Selected text

German tourists among 13 dead in Italy cable car accident

Thirteen people, including German tourists, have been killed after a cable car disconnected and fell near the summit of the Mottarone mountain near Lake Maggiore in northern Italy.

German tourists among 13 dead in Italy cable car accident
The local emergency services published this photograph of the wreckage. Photo: Vigili del Fuoco

The accident was announced by Italy’s national fire and rescue service, Vigili del Fuoco, at 13.50 on Sunday, with the agency saying over Twitter that a helicopter from the nearby town of Varese was on the scene. 

Italy’s National Alpine and Speleological Rescue Corps confirmed that there were 13 victims and two seriously injured people.

Italian daily Corriere della Sera reported that German tourists were among the 13 victims.

According to their report, there were 15 passengers inside the car — which can hold 35 people — at the time a cable snapped, sending it tumbling into the forest below. Two seriously injured children, aged nine and five, were airlifted to hospital in Turin. 

The cable car takes tourists and locals from Stresa, a resort town on Lake Maggiore up to a panoramic peak on the Mottarone mountain, reaching some 1,500m above sea level. 

According to the newspaper, the car had been on its way from the lake to the mountain when the accident happened, with rescue operations complicated by the remote forest location where the car landed.

Problem set
A: Rewrite the part of the cable car accident report that opens with "The cable car" and closes with "above sea level.", putting "scenic" in place of "panoramic".
B: Extend the cable car accident report, picking up after its last sentence.

(Items from a data source)
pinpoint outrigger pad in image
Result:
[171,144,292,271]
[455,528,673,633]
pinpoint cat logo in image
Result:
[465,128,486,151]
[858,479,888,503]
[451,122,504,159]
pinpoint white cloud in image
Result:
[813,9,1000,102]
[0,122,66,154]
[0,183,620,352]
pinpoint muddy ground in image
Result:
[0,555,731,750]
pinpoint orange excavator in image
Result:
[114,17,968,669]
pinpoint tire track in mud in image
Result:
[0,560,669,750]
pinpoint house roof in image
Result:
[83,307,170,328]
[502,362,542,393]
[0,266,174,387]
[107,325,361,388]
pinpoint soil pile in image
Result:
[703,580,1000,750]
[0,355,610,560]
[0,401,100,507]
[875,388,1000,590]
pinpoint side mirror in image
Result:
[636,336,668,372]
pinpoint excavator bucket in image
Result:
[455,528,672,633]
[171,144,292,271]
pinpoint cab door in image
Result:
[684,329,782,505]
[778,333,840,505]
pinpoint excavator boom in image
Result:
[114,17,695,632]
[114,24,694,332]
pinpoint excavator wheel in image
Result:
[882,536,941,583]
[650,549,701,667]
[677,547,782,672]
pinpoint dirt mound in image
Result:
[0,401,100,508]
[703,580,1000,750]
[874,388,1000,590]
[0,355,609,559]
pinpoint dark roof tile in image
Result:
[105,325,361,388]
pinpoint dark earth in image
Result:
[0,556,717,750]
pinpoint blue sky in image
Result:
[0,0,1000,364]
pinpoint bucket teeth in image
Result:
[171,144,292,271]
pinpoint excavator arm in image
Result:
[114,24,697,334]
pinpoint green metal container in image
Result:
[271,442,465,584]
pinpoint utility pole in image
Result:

Results of the tasks
A:
The cable car takes tourists and locals from Stresa, a resort town on Lake Maggiore up to a scenic peak on the Mottarone mountain, reaching some 1,500m above sea level.

B:
The cable car had reopened on April 24th after the end of the second lockdown, and had undergone extensive renovations and refurbishments in 2016, which involved the cable undergoing magnetic particle inspection (MPI) to search for any defects. 

Prime Minister Mario Draghi said on Twitter that he expressed his “condolences to the families of the victims, with special thoughts for the seriously injured children and their families”.

Infrastructure Minister Enrico Giovannini told Italy’s Tg1 a commission of inquiry would be established, according to Corriere della Sera: “Our thoughts go out to those involved. The Ministry has initiated procedures to set up a commission and initiate checks on the controls carried out on the infrastructure.”

“Tomorrow morning I will be in Stresa on Lake Maggiore to meet the prefect and other authorities to decide what to do,” he said.